Textabschnitt
--

Kernspin in Farbe
Leibniz-Institut für Molekulare Pharmakologie
Bei der Lichtmikroskopie ist es eine Selbstverständlichkeit: Mit einer Vielzahl von Farbstoffen färbt man Proben ein, kann so verschiedene Zellstrukturen sichtbar machen oder gesundes von krankem Gewebe unterscheiden. Da Lichtstrahlen aber nicht weit in Gewebe eindringen, durchleuchten Ärzte ihre Patienten mit Radiowellen, wenn sie mit einem Kernspintomographen Aufnahmen machen. Der Nachteil dabei: Im Kernspin sieht man meist lediglich die Verteilung von Gewebswasser, besondere Zielstrukturen wie etwa kleine Mengen von Tumorzellen können die Ärzte in den schwarz-weißen Bildern nicht erkennen.
Das könnte sich einmal ändern, sollte sich die neue Technik der Xenon-Kernspintomographie durchsetzten, die derzeit von mehreren Arbeitsgruppen weltweit entwickelt wird. Der Gruppe um den Berliner Physiker Leif Schröder ist am Leibniz-Institut für Molekulare Pharmakologie (FMP) nun in Zusammenarbeit mit Christian Freund von der FU Berlin ein wichtiger Durchbruch gelungen. Zum ersten Mal konnten die Berliner Wissenschaftler verschiedene Zelltypen so markieren, dass diese Radiowellen unterschiedlicher Frequenz aussenden. Ganz wie bei der Lichtmikroskopie generierten sie so Bilder, auf denen manche Zellen rot, andere grün leuchten.

--

Datensatzeinträge
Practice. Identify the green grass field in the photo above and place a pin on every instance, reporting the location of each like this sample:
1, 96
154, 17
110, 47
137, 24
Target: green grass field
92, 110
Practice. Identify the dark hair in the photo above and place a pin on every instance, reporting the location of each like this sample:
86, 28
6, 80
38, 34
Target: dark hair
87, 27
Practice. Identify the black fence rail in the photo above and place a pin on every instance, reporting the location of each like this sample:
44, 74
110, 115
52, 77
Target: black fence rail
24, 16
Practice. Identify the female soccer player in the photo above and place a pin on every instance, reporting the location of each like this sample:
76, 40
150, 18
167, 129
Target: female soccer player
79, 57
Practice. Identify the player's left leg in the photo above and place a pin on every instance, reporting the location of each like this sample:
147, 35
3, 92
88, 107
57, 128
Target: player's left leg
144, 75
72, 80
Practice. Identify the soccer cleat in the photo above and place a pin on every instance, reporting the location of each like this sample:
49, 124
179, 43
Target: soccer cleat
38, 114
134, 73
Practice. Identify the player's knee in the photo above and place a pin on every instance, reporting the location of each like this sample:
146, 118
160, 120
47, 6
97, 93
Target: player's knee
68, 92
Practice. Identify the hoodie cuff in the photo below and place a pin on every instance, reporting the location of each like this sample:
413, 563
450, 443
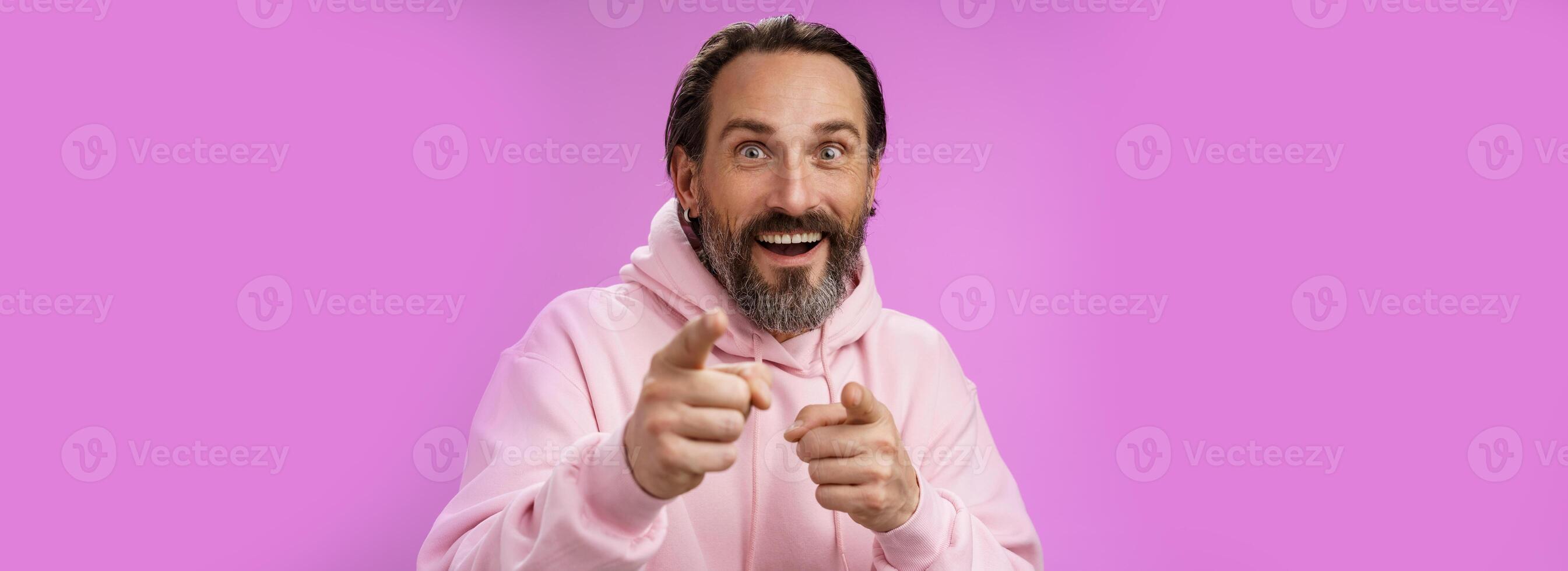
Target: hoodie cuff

--

Nenne alle Personen und Einrichtungen, die im Textabschnitt über farbige Kernspinbilder namentlich genannt werden.

- Leif Schröder
- Christian Freund
- Leibniz-Institut für Molekulare Pharmakologie (FMP)
- FU Berlin